SOURCE EXTRACT:
Prognostic factors for lymphedema in patients with locally advanced head and neck cancer after combined radio(chemo)therapy- results of a longitudinal study

Head and Neck Cancer

Tribius S, et al. Oral Oncol 2020.


AIM: Treatment-associated lymphedema is a common side effect after multimodal therapy for locally advanced head and neck cancer (LAHNC). This study aims to evaluate potential prognostic factors for head and neck lymphedema (HNL) and its potential impact on clinical outcome.

METHODS: This is a prospective data registry analysis on 280 patients treated for locally advanced head and neck cancer (LAHNC). All patients received surgery and risk-adapted platinum-based adjuvant intensity modulated radio(chemo)therapy (R(C)T, IMRT). Treatment- related toxicity was prospectively registered in a data base in regular intervals (baseline 3 months after R(C)T, every 3 months for 3 years, and every 6 months thereafter) and documented according to RTOG/EORTC toxicity criteria.

TASKS AND EXERCISES:
1 > Duplicate the passage of the lymphedema study abstract between "AIM: Treatment-associated lymphedema" and "on clinical outcome.", inclusive.
2 > Finish out the next part of the abstract on lymphedema after head and neck cancer therapy, continuing from its last sentence.
None of the rows are needed for the work on the study abstract.

DATA UNDER STUDY:
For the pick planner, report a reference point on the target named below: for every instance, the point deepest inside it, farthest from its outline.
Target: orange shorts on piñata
* * *
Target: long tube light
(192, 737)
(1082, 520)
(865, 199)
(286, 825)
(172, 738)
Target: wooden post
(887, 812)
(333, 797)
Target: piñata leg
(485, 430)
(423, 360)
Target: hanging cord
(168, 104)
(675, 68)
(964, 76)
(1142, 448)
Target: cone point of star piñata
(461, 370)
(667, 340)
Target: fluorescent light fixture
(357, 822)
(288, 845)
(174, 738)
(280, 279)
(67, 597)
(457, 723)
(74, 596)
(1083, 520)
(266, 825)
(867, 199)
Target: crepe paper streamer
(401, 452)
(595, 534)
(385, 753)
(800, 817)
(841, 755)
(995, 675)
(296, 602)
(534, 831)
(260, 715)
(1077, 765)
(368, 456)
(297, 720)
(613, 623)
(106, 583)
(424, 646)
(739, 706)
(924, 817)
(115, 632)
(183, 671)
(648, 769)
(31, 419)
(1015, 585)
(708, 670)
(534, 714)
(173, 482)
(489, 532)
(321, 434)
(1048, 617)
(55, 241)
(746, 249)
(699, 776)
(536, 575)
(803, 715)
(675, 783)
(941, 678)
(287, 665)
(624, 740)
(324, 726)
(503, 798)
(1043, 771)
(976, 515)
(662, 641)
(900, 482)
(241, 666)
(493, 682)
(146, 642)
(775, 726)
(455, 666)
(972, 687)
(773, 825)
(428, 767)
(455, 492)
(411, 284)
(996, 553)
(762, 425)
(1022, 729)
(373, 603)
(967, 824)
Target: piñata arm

ANSWERS IN ORDER:
1 >
AIM: Treatment-associated lymphedema is a common side effect after multimodal therapy for locally advanced head and neck cancer (LAHNC). This study aims to evaluate potential prognostic factors for head and neck lymphedema (HNL) and its potential impact on clinical outcome.

2 >
RESULTS: Predictive for any grade HNL 3 months after R(C)T were age, BMI, number of removed nodes and RT modality. Multivariable logistic regression analysis showed that in the acute toxicity phase (3 months after R(C)T) higher body mass index (BMI), extracapsular spread (ECE), linac-based IMRT, bilateral treatment to the neck (surgery and RT), and the addition of chemotherapy increase the risk for grade 2 HNL. For chronic HNL, higher BMI, linac-based IMRT and ECE were predictive for grade 2 HNL. Higher BMI is associated with better local control rates. Advanced age and ECE had a negative impact on OS.

CONCLUSION: HNL is a common acute and late side effect after multimodal therapy for LAHNC. Knowing risk factors for HNL prior to therapy enables caregivers and patients to take measures prior to treatment to prevent or limit the effects of HNL.